Problem requirements. In the records below, one line contains "pinpoint the door". Print that line and every line after it exactly, down to the final one.
-.-.-
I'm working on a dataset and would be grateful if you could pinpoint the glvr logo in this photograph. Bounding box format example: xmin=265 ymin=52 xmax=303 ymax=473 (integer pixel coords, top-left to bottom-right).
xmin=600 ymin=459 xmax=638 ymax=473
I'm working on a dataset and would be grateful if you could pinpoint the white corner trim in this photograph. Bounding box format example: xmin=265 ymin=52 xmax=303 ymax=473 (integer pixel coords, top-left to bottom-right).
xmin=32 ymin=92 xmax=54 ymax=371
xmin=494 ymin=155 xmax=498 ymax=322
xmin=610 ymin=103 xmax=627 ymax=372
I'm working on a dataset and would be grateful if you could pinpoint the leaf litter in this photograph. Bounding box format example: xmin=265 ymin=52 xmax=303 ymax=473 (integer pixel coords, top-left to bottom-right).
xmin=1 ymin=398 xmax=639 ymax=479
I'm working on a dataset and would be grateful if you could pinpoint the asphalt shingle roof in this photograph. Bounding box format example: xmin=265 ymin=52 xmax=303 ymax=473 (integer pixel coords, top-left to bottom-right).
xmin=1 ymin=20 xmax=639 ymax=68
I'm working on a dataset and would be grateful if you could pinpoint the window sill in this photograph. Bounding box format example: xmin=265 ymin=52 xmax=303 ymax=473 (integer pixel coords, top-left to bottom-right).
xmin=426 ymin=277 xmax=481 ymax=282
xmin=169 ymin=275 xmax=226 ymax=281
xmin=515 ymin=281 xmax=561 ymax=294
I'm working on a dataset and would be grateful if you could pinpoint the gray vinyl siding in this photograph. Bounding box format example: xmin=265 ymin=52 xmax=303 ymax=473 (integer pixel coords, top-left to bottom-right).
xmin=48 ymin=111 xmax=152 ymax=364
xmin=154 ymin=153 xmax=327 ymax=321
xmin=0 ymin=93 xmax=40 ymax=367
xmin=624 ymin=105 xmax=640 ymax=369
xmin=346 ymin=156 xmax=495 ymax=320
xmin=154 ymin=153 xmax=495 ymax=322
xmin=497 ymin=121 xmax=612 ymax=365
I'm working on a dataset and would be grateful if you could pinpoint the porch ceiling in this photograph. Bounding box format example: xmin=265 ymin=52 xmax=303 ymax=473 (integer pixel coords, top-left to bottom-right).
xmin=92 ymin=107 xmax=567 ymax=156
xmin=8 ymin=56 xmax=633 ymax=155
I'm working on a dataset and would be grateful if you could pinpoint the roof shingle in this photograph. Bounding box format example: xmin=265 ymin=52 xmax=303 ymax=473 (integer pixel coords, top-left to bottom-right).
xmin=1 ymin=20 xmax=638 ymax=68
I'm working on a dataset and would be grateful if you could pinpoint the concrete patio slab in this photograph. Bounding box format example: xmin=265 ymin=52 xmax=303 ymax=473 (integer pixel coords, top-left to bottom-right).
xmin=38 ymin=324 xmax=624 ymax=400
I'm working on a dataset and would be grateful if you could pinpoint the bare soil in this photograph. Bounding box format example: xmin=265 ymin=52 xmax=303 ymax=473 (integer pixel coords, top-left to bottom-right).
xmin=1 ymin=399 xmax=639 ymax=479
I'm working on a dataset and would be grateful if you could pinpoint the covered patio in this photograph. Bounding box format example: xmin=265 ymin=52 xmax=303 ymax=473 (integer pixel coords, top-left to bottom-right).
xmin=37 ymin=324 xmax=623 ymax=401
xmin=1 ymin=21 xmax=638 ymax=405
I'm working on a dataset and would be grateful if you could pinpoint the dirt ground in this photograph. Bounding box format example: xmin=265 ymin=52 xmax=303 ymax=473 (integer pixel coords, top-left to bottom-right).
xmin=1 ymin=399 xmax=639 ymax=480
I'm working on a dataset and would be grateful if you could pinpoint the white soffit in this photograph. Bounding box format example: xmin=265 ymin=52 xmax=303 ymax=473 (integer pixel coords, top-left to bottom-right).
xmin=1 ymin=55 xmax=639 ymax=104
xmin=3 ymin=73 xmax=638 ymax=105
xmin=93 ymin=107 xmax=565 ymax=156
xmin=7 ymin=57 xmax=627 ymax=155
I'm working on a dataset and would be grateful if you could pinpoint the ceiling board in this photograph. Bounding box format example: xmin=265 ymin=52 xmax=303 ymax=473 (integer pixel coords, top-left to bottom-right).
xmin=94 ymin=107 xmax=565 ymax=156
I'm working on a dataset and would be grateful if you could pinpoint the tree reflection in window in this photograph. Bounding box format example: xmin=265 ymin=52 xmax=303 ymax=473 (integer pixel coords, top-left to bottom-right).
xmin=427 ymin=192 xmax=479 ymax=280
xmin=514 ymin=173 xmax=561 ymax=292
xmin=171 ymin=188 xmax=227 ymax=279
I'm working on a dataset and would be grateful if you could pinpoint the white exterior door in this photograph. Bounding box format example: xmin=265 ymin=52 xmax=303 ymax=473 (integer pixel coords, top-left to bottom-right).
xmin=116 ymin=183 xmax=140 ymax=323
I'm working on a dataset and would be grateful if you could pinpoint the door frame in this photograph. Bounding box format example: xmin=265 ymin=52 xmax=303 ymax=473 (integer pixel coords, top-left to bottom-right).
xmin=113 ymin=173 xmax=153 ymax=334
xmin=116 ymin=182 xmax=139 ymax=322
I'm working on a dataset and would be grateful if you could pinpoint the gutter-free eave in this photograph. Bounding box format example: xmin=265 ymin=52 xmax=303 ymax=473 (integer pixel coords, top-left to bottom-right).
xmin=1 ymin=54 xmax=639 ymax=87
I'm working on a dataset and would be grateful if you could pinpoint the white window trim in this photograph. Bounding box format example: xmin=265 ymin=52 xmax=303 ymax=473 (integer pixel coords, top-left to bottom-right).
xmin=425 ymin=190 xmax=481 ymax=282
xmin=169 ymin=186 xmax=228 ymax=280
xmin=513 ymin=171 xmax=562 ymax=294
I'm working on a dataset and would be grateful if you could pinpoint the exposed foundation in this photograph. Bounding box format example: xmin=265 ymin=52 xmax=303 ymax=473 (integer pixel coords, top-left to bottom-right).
-.-.-
Answer to this task.
I'm working on a dataset and would be grateful if you could pinpoint the door frame in this photograph. Bounding box format example: xmin=265 ymin=52 xmax=303 ymax=473 (integer pixel coords, top-left to bottom-right).
xmin=113 ymin=173 xmax=153 ymax=334
xmin=116 ymin=182 xmax=139 ymax=322
I'm working on a dataset and would be grateful if you could pinpoint the gutter-free eave in this photograph. Bounding box format example: xmin=265 ymin=52 xmax=303 ymax=473 (integer pixel coords, top-left to bottom-right).
xmin=1 ymin=54 xmax=639 ymax=87
I'm working on a dataset and would be grateful if you could pinpoint the white window trim in this photograph. Bounding box format example: xmin=265 ymin=52 xmax=303 ymax=473 (integer pixel coords, top-left to bottom-right).
xmin=425 ymin=190 xmax=481 ymax=282
xmin=169 ymin=186 xmax=228 ymax=280
xmin=513 ymin=171 xmax=562 ymax=294
I'm working on a dataset and would be grateful if you could pinpoint the exposed foundation in this photograph. Bounding box format example: xmin=265 ymin=52 xmax=303 ymax=473 (integer pixel coords, top-left to bottom-right).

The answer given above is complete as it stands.